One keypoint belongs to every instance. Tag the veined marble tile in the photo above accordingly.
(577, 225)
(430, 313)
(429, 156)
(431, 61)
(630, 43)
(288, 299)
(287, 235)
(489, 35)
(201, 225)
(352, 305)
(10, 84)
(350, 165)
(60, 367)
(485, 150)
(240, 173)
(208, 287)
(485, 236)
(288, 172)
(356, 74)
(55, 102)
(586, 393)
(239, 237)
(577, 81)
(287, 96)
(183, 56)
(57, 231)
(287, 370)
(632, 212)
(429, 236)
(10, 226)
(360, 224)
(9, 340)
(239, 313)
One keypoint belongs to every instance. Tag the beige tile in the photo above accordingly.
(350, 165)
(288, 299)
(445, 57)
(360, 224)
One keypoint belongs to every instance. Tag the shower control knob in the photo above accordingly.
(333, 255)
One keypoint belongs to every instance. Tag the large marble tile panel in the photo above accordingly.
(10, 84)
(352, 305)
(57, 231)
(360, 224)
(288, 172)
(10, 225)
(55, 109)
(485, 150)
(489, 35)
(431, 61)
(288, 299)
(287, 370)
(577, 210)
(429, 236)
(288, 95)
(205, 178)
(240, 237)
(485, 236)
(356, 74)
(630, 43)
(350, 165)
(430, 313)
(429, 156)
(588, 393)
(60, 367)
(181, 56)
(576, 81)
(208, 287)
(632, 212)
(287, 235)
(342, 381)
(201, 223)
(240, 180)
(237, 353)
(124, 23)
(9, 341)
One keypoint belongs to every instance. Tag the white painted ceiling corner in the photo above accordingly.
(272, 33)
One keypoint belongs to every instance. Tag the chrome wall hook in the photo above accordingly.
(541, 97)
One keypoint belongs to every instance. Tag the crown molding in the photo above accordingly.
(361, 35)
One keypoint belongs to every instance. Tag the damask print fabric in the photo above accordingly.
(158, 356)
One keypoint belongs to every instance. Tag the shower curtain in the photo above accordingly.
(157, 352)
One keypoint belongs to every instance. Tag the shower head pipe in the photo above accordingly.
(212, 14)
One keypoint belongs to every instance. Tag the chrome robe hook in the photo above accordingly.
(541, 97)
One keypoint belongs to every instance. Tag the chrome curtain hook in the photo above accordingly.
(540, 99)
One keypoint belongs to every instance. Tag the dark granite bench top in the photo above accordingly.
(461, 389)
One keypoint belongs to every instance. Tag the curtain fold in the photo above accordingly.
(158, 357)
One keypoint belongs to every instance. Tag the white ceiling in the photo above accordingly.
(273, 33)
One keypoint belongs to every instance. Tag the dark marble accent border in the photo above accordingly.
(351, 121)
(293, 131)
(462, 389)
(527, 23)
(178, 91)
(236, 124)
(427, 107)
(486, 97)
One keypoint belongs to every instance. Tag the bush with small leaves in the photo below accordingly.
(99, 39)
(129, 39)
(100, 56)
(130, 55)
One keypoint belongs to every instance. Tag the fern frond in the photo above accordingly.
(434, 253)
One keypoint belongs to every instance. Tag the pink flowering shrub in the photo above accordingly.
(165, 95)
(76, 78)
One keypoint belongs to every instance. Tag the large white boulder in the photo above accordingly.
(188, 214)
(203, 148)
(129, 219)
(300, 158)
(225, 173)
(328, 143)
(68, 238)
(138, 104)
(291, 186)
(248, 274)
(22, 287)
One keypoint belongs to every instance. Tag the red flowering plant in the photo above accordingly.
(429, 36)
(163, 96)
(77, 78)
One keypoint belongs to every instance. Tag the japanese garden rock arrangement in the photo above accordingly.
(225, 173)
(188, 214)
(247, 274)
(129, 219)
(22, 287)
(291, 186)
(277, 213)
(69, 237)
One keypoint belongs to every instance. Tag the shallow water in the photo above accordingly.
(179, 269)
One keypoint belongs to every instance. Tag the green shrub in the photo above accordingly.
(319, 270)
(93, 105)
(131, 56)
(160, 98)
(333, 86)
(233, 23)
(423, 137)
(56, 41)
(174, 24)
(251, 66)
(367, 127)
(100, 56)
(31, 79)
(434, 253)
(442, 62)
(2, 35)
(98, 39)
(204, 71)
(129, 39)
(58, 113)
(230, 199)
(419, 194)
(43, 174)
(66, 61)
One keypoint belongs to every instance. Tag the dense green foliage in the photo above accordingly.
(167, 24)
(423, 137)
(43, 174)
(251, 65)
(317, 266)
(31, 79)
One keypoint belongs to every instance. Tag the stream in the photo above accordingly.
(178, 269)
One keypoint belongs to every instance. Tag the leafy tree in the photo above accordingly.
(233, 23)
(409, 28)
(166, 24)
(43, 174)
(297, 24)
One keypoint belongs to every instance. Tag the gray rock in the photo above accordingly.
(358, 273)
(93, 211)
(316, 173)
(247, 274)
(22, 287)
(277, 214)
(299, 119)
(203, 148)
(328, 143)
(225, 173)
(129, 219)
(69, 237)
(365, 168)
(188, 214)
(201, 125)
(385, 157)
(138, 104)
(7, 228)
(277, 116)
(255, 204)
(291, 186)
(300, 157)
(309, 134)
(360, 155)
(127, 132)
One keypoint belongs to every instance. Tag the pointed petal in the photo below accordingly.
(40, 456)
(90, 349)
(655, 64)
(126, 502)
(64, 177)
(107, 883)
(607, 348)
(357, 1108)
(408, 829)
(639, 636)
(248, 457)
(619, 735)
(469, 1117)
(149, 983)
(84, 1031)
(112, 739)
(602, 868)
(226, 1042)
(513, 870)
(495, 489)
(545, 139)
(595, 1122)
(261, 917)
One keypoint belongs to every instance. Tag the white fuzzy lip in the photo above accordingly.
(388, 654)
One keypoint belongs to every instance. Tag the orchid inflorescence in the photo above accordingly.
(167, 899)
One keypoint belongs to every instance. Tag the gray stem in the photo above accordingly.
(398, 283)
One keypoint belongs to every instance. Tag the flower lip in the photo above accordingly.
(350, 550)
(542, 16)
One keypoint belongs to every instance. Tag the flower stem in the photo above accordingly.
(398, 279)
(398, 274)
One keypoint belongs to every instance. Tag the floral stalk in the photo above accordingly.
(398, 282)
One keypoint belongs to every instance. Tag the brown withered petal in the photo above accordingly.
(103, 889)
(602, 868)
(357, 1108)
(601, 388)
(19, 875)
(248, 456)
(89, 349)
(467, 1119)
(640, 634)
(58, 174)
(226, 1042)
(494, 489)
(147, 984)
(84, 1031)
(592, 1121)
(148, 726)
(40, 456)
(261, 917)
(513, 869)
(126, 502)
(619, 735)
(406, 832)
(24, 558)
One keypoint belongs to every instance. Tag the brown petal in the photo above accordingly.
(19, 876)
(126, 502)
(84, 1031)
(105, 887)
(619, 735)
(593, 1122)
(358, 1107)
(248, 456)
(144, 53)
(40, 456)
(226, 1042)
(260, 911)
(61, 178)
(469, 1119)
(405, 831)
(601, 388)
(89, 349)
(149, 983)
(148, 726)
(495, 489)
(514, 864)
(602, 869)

+ + + + + + +

- Goal of the exercise -
Repeat each of the items above word for word, line by line, without changing anything.

- Written reply -
One keypoint belongs to every instance. Tag the veined marble tile in the photo above accordingly.
(577, 225)
(430, 313)
(429, 156)
(431, 61)
(630, 43)
(288, 299)
(287, 235)
(489, 35)
(201, 225)
(352, 305)
(10, 84)
(350, 165)
(60, 367)
(485, 150)
(240, 173)
(208, 287)
(485, 236)
(288, 172)
(356, 74)
(55, 102)
(586, 393)
(239, 237)
(577, 81)
(287, 96)
(183, 56)
(57, 231)
(287, 370)
(632, 212)
(429, 236)
(10, 226)
(360, 224)
(9, 340)
(239, 313)
One keypoint belongs to every instance. Tag the beige tile in the photo above accordingly.
(350, 165)
(288, 299)
(445, 57)
(360, 224)
One keypoint belongs to every instance. Tag the shower control knob in the photo above accordingly.
(333, 255)
One keypoint belongs to every instance. Tag the large marble tile panel in the photo above accordingly.
(10, 84)
(352, 305)
(57, 231)
(360, 224)
(288, 172)
(10, 225)
(55, 109)
(485, 150)
(489, 35)
(431, 61)
(288, 299)
(287, 370)
(577, 210)
(429, 236)
(288, 95)
(205, 178)
(240, 237)
(485, 236)
(356, 74)
(630, 43)
(350, 165)
(430, 313)
(429, 156)
(588, 393)
(60, 367)
(181, 56)
(576, 81)
(208, 287)
(632, 212)
(287, 235)
(342, 381)
(201, 223)
(240, 180)
(237, 353)
(124, 23)
(9, 341)
One keypoint belongs to every instance. Tag the white painted ceiling corner in the photo above accordingly.
(272, 33)
One keypoint belongs to every instance. Tag the chrome wall hook in the photo above accordingly.
(541, 97)
One keypoint belongs to every instance. Tag the crown molding in the photo above accordingly.
(361, 35)
One keypoint belongs to every instance. Tag the damask print fabric in the photo above accordingly.
(158, 356)
One keypoint belongs to every instance. Tag the shower curtain in the photo above accordingly.
(157, 352)
One keypoint belongs to every instance. Tag the shower head pipe in the photo above accordingly.
(212, 14)
One keypoint belongs to every instance. Tag the chrome robe hook in the photo above accordingly.
(541, 97)
One keypoint belongs to every instance. Tag the chrome curtain hook in the photo above accordingly.
(540, 99)
One keypoint belongs to every instance. Tag the dark granite bench top in the photo above accordingly.
(461, 389)
One keypoint belongs to every instance. Tag the curtain fold in the photo above accordingly.
(158, 357)
One keypoint belongs to every instance. Tag the white ceiling in the photo above accordingly.
(273, 33)
One keypoint belongs to every instance. Tag the dark marble accent border in the photo above accordingly.
(351, 121)
(293, 131)
(462, 389)
(527, 23)
(178, 91)
(236, 124)
(427, 107)
(486, 97)
One keypoint belongs to every instance. Tag the bush with small leaves in the photo below accordingly.
(99, 39)
(129, 39)
(100, 56)
(130, 55)
One keypoint belongs to every instance. Tag the fern frond in the photo above accordingly.
(434, 253)
One keypoint belongs to every instance. Tag the pink flowering shrub in the photo above accordingly.
(165, 95)
(76, 78)
One keypoint belongs to every instance. Tag the large white boulder in the photo above accordingly.
(188, 214)
(203, 148)
(129, 219)
(300, 158)
(225, 173)
(328, 143)
(68, 238)
(138, 104)
(291, 186)
(248, 274)
(22, 287)
One keypoint belongs to every instance. Tag the red flowering plant in the photo above accordingly.
(429, 36)
(163, 96)
(77, 78)
One keypoint belongs to every instance. Tag the japanese garden rock arrangement in the photo above accordingly.
(225, 173)
(188, 214)
(247, 274)
(129, 219)
(22, 287)
(291, 186)
(277, 213)
(69, 237)
One keypoint belongs to every instance. Tag the shallow water in the photo above accordingly.
(179, 269)
One keypoint belongs to every instance. Tag the green shrub in the photo above accordingly.
(319, 270)
(93, 105)
(131, 56)
(160, 98)
(333, 86)
(233, 23)
(423, 137)
(56, 41)
(174, 24)
(251, 66)
(367, 127)
(100, 56)
(31, 79)
(434, 253)
(442, 62)
(2, 35)
(98, 39)
(204, 71)
(129, 39)
(58, 113)
(230, 199)
(419, 194)
(43, 174)
(66, 61)
One keypoint belongs to every instance. Tag the dense green foliage in the photo above accordingly.
(167, 24)
(423, 137)
(43, 174)
(251, 65)
(317, 266)
(31, 79)
One keypoint belongs to every instance. Tag the stream in the photo above accordingly.
(178, 269)
One keypoint belongs to every instance. Tag the leafy tree in the photo above accordingly.
(233, 23)
(409, 28)
(166, 24)
(43, 174)
(297, 24)
One keypoint belongs to every instance. Tag the gray rock in the photo above accordingly.
(358, 273)
(93, 211)
(316, 173)
(247, 274)
(22, 287)
(277, 214)
(299, 119)
(203, 148)
(328, 143)
(225, 173)
(129, 219)
(69, 237)
(365, 168)
(188, 214)
(201, 125)
(385, 157)
(138, 104)
(7, 228)
(277, 116)
(255, 204)
(291, 186)
(300, 157)
(309, 134)
(360, 155)
(127, 132)
One keypoint belongs to every instance. Tag the pointed petal in the photo below accordingly.
(40, 456)
(90, 349)
(655, 64)
(126, 502)
(64, 177)
(107, 883)
(607, 348)
(357, 1108)
(408, 829)
(639, 636)
(248, 457)
(619, 735)
(469, 1117)
(149, 983)
(84, 1031)
(112, 739)
(602, 868)
(226, 1042)
(513, 870)
(495, 489)
(545, 139)
(595, 1122)
(261, 917)
One keypoint belongs to every instance. Tag the white fuzzy lip in the photo above accordingly.
(388, 654)
One keypoint belongs to every instance. Tag the orchid inflorescence in the photo above accordingly.
(167, 899)
One keypoint belongs to every instance. Tag the gray stem in the photo above accordingly.
(398, 283)
One keypoint belongs to every instance. Tag the flower lip in the photo above accordingly.
(350, 550)
(542, 16)
One keypoint belongs to every instance. Tag the flower stem in the photo above accordingly.
(398, 279)
(398, 274)
One keypoint belongs to every instance. Tag the floral stalk in the photo above accordingly.
(398, 282)
One keypoint belongs to every instance. Tag the brown withered petal in the photo above accordingly.
(103, 889)
(602, 868)
(357, 1108)
(601, 388)
(19, 875)
(248, 456)
(89, 349)
(467, 1119)
(640, 634)
(58, 174)
(226, 1042)
(494, 489)
(147, 984)
(84, 1031)
(592, 1121)
(148, 726)
(40, 456)
(261, 917)
(513, 869)
(126, 502)
(619, 735)
(406, 832)
(24, 558)
One keypoint belongs to every instance. Tag the brown petal in the photo above accordingly.
(19, 876)
(126, 502)
(84, 1031)
(105, 887)
(619, 735)
(593, 1122)
(358, 1107)
(248, 456)
(144, 53)
(40, 456)
(226, 1042)
(260, 911)
(61, 178)
(469, 1119)
(405, 831)
(601, 388)
(89, 349)
(149, 983)
(148, 726)
(495, 489)
(514, 864)
(602, 869)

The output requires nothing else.